### Fragmento proporcionado:
:::
El tigre de Esnapur & La tumba india, películas completas

 

Los amantes de Montparnasse (Les Amants de Montparnasse Montparnasse 19 / Gli amori di Montparnasse, 1958)

Después del estreno de Lola Montes (Lola Montès, 1955), el gran Max Ophüls se embarcó en el proyecto de Les Amants de Montparnasse, que adaptaba al cine fragmentos de la turbulenta y legendaria vida del pintor Amedeo Modigliani (1884-1920). Consciente de su mala salud, Max Ophüls deja escrito en su testamento que, en caso de muerte, sea Jacques Becker quien retome la dirección del film. No es de extrañar, pues Ophüls admiraba París, bajos fondos (Casque d’or, 1952) y Touchez pas au grisbi (1954).

"Pocas veces el cine ha descrito mejor la línea quebradiza del amor, como en este film que nos adentra en la vida del sefardí Modigliani y su amada Jeanne"

El 25 de marzo de 1957 Ophüls fallece prematuramente en Hamburgo. Becker acepta el desafío, retoma el guión de Michel-Georges Michel —a partir de su novela Les Montparnos—, lo modifica a su antojo y decide ¡rodarlo en blanco y negro! ¿Por qué no rodar en color? A Becker no le interesa mostrar las pinturas de Modigliani, le preocupa el hombre, no el pintor, su torturada vida antes que su magnífico arte. Las imágenes son de una belleza intangible, difícilmente explicables en palabras. “Es un bello, un admirable film, pero también una extraña empresa, sobre cuyo propósito me interrogo doblemente para comprenderla, para discernir las verdaderas razones de su belleza”, escribe André Bazin.
:::
(Registros extraídos)
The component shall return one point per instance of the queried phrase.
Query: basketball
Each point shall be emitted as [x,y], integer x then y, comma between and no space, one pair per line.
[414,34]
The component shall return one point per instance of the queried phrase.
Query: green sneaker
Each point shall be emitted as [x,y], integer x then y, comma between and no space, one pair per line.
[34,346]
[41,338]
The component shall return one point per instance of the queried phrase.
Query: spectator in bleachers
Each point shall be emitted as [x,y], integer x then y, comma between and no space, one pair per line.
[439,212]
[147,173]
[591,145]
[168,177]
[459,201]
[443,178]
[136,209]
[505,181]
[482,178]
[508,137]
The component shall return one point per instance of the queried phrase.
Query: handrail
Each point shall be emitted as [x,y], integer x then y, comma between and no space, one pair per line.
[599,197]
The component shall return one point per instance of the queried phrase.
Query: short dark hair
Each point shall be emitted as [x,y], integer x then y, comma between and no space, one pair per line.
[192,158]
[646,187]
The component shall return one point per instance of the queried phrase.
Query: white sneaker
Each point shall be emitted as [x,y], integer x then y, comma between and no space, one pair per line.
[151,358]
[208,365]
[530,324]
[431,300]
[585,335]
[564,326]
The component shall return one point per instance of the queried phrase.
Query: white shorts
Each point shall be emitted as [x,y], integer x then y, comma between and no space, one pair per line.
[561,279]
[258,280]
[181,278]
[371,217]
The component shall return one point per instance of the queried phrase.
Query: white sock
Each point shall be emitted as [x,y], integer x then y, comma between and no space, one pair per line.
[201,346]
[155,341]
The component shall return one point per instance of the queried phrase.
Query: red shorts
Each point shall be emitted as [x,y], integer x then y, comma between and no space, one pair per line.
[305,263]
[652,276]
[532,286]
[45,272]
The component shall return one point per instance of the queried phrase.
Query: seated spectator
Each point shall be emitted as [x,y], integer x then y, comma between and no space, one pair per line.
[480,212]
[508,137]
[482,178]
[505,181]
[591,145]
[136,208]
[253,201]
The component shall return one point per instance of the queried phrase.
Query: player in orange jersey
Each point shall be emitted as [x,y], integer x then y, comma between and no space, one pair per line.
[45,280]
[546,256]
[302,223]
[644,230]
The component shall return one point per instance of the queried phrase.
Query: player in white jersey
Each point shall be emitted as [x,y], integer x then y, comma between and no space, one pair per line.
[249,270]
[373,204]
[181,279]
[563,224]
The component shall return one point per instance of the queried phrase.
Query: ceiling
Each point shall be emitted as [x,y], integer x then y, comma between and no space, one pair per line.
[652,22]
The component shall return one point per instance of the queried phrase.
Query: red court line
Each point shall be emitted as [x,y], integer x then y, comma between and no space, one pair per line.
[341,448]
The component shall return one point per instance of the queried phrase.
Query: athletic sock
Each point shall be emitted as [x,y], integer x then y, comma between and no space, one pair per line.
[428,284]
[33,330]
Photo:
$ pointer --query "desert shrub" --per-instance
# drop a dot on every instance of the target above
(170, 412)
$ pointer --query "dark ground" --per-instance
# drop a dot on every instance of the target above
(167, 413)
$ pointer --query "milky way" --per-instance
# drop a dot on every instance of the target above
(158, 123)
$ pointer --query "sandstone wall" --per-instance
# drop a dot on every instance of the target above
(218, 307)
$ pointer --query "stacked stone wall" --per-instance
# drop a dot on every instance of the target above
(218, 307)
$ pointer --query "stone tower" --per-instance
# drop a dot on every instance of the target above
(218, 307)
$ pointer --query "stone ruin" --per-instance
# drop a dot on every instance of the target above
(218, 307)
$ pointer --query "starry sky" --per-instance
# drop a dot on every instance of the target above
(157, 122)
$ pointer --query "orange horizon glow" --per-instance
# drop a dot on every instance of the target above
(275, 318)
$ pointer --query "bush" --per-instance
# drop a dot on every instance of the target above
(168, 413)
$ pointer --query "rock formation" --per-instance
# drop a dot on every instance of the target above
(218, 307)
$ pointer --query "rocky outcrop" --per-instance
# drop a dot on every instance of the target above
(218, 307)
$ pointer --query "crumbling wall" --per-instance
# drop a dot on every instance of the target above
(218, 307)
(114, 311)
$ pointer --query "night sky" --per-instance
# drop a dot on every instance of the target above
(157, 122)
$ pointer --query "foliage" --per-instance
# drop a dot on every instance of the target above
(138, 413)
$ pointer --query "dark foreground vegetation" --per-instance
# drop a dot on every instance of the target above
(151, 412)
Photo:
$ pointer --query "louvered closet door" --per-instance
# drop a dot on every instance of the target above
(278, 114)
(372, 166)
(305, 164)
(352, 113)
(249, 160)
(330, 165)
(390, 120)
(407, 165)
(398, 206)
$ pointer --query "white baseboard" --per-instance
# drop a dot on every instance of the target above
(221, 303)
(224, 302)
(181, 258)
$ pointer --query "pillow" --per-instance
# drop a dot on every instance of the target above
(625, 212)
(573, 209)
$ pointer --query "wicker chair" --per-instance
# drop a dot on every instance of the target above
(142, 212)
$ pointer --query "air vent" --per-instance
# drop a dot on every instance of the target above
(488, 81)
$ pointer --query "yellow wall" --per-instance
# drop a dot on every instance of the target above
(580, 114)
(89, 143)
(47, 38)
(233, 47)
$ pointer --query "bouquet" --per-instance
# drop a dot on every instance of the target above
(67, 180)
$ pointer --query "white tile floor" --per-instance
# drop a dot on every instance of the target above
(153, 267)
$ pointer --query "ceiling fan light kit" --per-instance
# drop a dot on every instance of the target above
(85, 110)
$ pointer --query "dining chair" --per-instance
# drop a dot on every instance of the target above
:::
### Qué debes hacer:
1: Responde con los datos del fragmento sobre Los amantes de Montparnasse:
(a) ¿En qué fecha y en qué ciudad fallece Ophüls?
(b) ¿A quién designa Ophüls en su testamento para retomar la dirección del film?
(c) ¿En qué novela se basa el guión de Michel-Georges Michel?
2: Escribe la continuación del fragmento sobre Los amantes de Montparnasse a partir de la última frase.
Los registros no intervienen en esto.

### Respuestas por tarea:
1:
(a) El 25 de marzo de 1957, en Hamburgo.
(b) A Jacques Becker.
(c) En Les Montparnos.

2:
La narración se centra en la existencia parisina de Modigliani (bien encarnado por Gérard Philipe) y en su relación con la millonaria inglesa Béatrice Hastings (Lilli Palmer), la tabernera Rosalie (Lea Padovani) y, por encima de todas, la joven Jeanne Hébüterne (una hermosa, sensual y magnífica Anouk Aimée). El fatalismo de Modigliani es un caso patológico de artista suicida, el de aquel que lo tiene todo y, precisamente por ello, lo pierde todo. Primero rechazando vender sus lienzos y eligiendo una vida sin dinero y casi en la indigencia, prefiriendo la miseria al lujo, luego rechazando el amor de su querida devota Jeanne Hébüterne, no por falta de reciprocidad amorosa, sino por miedo al compromiso, lo que le llevará a caer en la espiral del alcohol y las drogas.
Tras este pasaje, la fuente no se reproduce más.